■ **What to do**
Look through the records below for the line with "instance of the ear" and the line with "the rainbow pride", then return those lines and all lines between, exactly.

=== Begin Enclosure ===

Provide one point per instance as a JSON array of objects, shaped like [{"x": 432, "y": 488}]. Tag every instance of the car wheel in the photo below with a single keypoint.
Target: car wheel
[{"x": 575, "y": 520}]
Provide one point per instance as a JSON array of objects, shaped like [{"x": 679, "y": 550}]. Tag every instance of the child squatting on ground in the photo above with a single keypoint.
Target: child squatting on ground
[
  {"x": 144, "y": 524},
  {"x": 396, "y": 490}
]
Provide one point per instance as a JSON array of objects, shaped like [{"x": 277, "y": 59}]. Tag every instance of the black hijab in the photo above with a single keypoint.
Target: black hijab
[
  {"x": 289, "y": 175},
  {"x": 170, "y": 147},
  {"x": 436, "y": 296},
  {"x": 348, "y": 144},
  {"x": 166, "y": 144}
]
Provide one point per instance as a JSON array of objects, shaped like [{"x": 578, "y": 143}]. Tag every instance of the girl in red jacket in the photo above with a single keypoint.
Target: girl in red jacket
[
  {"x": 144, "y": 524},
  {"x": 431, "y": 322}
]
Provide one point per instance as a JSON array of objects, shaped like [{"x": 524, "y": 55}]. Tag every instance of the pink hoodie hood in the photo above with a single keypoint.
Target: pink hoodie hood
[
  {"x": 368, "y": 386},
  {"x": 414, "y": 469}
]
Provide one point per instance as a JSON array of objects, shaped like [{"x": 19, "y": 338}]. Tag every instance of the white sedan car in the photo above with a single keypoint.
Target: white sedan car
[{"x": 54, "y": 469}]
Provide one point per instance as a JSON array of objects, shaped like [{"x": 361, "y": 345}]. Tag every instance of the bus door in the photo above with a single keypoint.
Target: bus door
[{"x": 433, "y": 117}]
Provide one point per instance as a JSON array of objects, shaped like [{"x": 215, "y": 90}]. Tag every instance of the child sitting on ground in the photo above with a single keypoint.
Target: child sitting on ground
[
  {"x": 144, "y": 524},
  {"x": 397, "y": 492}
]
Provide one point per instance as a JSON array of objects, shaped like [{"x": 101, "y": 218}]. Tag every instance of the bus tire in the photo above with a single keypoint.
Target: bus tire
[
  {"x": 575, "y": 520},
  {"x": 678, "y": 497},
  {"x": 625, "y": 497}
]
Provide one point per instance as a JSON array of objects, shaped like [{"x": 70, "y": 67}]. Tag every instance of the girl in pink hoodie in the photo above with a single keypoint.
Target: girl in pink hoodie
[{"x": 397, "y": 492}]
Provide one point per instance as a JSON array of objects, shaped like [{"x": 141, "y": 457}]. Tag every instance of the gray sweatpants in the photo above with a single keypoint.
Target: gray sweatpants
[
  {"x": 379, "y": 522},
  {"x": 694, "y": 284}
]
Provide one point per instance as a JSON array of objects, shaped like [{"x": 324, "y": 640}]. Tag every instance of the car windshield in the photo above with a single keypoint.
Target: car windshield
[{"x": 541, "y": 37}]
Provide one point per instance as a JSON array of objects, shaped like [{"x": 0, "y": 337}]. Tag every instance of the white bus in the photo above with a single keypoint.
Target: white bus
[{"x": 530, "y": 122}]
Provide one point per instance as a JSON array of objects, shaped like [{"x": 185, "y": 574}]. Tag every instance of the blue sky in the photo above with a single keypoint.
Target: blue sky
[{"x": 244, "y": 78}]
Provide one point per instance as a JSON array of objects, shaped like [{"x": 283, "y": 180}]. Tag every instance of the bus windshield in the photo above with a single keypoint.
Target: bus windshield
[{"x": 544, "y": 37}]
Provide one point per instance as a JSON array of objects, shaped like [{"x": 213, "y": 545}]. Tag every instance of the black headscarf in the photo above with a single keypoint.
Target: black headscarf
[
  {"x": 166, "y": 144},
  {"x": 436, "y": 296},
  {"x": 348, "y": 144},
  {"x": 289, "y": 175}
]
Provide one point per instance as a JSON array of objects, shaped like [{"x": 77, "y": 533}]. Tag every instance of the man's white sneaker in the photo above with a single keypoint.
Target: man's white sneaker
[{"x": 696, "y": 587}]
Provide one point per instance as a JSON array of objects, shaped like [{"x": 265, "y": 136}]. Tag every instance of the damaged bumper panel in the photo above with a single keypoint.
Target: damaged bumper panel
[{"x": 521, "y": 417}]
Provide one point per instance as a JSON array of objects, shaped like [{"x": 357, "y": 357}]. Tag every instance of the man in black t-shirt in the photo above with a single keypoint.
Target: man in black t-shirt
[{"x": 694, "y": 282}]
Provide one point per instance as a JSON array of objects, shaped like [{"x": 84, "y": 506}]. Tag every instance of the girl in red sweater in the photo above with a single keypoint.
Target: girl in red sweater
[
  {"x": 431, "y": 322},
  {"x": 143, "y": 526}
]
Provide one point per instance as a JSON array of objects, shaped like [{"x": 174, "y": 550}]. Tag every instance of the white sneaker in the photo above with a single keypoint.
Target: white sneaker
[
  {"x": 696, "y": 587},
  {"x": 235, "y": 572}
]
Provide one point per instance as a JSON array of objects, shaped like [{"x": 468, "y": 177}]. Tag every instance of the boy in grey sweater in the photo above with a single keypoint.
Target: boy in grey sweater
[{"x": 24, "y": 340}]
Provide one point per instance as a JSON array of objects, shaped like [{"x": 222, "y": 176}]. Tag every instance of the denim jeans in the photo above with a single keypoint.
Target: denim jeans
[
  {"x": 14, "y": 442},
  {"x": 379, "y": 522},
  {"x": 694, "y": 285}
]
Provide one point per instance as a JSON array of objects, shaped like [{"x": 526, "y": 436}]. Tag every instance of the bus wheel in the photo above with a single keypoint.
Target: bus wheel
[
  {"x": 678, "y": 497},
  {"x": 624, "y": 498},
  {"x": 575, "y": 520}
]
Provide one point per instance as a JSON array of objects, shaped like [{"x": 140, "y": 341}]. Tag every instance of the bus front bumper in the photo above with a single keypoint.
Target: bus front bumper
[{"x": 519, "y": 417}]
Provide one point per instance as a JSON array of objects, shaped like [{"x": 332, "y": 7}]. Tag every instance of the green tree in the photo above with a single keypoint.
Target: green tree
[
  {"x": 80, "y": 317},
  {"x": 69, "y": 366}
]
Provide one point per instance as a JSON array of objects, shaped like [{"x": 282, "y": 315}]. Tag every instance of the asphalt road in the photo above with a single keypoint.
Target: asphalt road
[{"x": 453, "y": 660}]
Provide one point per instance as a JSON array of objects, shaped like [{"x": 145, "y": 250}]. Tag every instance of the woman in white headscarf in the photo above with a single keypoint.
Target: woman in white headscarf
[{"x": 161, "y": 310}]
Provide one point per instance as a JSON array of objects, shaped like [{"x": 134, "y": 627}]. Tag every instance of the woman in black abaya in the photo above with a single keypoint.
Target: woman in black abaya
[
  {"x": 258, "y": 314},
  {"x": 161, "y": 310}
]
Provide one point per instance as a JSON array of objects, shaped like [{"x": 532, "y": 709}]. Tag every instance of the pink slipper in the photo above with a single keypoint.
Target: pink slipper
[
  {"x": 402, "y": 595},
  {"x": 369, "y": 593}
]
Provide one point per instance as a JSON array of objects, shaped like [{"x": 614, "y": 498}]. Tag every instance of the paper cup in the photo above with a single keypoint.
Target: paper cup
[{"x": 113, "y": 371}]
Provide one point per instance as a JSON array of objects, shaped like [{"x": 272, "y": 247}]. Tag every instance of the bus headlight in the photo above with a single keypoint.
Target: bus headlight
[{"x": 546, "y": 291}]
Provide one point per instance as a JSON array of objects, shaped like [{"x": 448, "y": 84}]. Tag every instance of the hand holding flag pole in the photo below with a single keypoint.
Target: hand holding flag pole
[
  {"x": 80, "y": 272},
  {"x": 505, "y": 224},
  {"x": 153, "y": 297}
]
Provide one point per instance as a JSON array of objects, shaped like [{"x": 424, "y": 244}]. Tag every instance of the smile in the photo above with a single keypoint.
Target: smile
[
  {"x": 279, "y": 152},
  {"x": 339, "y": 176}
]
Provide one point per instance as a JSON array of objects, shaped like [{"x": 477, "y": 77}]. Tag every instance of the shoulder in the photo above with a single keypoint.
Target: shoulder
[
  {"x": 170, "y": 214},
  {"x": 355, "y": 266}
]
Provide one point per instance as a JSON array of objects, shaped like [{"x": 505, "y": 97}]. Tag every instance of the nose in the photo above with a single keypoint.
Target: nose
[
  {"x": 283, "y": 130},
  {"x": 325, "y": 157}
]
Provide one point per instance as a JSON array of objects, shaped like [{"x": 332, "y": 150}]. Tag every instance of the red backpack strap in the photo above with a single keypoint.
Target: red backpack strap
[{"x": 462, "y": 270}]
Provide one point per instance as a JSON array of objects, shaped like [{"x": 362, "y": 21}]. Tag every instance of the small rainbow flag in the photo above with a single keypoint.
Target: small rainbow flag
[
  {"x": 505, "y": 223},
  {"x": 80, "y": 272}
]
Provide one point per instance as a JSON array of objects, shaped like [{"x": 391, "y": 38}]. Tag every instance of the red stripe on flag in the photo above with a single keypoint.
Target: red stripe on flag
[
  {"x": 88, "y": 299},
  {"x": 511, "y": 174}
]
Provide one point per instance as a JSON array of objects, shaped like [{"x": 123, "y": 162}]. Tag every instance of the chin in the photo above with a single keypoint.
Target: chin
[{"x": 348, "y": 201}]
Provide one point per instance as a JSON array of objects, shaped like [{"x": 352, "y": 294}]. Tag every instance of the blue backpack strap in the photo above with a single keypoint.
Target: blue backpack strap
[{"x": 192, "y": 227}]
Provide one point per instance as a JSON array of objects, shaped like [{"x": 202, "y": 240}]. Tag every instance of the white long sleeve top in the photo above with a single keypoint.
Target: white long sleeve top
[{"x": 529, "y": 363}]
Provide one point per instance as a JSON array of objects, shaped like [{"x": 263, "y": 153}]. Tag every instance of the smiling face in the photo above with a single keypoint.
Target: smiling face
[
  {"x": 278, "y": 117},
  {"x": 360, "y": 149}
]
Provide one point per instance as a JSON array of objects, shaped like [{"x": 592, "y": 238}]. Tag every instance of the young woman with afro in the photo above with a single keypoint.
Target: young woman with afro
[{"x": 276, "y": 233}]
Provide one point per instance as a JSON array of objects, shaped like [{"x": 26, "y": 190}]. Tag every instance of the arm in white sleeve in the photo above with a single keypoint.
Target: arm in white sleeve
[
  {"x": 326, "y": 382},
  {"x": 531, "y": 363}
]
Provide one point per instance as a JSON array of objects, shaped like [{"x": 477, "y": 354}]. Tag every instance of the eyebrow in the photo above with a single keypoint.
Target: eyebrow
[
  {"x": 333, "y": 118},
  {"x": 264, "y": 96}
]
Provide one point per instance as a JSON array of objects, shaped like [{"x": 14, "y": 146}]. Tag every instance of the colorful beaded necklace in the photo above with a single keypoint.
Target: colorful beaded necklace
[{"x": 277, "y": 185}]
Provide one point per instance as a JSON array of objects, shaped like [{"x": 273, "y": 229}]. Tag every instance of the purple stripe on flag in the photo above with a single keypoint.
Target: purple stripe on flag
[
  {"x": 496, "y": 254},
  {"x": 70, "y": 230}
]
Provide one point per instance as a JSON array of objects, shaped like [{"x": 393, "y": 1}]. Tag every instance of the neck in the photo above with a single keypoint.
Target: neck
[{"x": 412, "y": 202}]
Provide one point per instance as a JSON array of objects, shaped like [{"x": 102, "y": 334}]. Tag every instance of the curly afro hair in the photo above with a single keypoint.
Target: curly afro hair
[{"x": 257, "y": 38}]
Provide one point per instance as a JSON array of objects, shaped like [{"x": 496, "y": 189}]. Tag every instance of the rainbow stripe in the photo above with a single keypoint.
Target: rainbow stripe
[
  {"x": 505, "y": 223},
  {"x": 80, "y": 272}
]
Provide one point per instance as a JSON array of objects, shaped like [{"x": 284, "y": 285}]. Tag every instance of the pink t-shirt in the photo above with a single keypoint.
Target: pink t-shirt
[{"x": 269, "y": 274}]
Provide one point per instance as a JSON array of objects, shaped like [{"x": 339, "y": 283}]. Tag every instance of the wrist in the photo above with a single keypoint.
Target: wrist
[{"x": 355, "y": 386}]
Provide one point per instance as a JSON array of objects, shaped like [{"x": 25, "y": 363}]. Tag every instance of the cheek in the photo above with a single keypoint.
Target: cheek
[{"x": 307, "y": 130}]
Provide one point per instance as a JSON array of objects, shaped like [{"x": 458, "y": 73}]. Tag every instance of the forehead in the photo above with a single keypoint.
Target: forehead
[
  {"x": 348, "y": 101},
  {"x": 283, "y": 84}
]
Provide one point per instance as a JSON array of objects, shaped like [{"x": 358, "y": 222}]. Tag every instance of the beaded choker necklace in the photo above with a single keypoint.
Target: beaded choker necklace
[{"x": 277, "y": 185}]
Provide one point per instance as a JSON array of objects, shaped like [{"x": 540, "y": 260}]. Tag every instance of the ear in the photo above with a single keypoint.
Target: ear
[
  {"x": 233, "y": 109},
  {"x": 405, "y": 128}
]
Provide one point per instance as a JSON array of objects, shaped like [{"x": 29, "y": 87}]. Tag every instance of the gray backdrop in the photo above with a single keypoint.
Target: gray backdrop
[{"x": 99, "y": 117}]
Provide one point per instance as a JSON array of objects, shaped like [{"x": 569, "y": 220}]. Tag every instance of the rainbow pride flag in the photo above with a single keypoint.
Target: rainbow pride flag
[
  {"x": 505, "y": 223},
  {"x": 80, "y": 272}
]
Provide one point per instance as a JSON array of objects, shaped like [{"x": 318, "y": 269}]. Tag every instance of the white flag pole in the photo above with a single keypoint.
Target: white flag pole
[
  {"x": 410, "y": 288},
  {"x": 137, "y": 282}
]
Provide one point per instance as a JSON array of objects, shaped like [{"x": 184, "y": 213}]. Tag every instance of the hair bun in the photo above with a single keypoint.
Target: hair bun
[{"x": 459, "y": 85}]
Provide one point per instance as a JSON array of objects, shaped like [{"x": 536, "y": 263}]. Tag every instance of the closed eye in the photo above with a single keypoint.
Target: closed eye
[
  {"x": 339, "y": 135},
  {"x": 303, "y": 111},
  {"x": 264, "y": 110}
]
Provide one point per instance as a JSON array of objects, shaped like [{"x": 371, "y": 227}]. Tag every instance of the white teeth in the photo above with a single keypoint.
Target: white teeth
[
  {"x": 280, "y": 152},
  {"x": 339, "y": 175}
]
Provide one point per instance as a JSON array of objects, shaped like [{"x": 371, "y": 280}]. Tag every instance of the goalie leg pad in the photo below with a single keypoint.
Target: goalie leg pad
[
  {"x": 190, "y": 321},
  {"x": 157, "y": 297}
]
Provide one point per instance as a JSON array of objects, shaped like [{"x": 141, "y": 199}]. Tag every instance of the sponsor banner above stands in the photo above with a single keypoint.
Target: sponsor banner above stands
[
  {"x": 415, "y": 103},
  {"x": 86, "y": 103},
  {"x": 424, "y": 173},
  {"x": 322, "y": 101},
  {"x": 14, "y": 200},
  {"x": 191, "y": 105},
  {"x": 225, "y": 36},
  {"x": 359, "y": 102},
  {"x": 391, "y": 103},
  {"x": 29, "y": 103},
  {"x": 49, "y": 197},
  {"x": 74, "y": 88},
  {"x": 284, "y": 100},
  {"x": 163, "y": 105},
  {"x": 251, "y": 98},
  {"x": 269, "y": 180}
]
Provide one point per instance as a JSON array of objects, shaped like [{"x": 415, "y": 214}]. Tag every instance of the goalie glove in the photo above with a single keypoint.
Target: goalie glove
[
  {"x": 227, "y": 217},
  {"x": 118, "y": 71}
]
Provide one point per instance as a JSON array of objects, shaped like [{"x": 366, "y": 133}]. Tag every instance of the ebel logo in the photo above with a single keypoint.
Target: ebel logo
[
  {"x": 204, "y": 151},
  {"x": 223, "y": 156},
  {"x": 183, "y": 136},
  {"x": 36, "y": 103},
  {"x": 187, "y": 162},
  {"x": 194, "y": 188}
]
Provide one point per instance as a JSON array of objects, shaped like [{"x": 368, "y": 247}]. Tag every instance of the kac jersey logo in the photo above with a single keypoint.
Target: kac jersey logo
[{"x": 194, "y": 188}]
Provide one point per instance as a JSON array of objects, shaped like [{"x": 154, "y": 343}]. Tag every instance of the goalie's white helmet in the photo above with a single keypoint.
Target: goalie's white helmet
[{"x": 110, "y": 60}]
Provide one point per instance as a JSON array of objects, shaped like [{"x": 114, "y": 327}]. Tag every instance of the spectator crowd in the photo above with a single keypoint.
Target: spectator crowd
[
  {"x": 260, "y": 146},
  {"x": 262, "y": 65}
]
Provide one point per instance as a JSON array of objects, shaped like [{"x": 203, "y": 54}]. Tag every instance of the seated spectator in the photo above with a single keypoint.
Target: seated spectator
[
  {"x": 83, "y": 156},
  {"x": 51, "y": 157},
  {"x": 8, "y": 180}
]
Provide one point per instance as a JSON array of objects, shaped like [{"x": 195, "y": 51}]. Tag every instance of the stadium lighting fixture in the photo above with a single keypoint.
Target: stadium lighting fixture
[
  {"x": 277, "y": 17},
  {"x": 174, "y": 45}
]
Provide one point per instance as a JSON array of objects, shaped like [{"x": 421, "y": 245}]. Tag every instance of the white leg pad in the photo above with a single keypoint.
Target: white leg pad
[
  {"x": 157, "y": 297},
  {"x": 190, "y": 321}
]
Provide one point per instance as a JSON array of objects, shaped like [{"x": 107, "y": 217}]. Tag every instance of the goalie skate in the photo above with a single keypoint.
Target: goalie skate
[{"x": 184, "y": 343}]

=== End Enclosure ===

■ **Task solution**
Provide one point per instance as a JSON array of objects, shaped like [{"x": 540, "y": 260}]. Tag every instance of the ear in the photo above with a single keypoint.
Target: ear
[
  {"x": 233, "y": 109},
  {"x": 405, "y": 128}
]
Provide one point per instance as a JSON array of objects, shaped like [{"x": 29, "y": 87}]. Tag every instance of the gray backdrop in the photo above with a single keypoint.
Target: gray backdrop
[{"x": 99, "y": 117}]
Provide one point per instance as a JSON array of objects, shaped like [{"x": 569, "y": 220}]. Tag every instance of the rainbow pride flag in the photo above with a single keypoint.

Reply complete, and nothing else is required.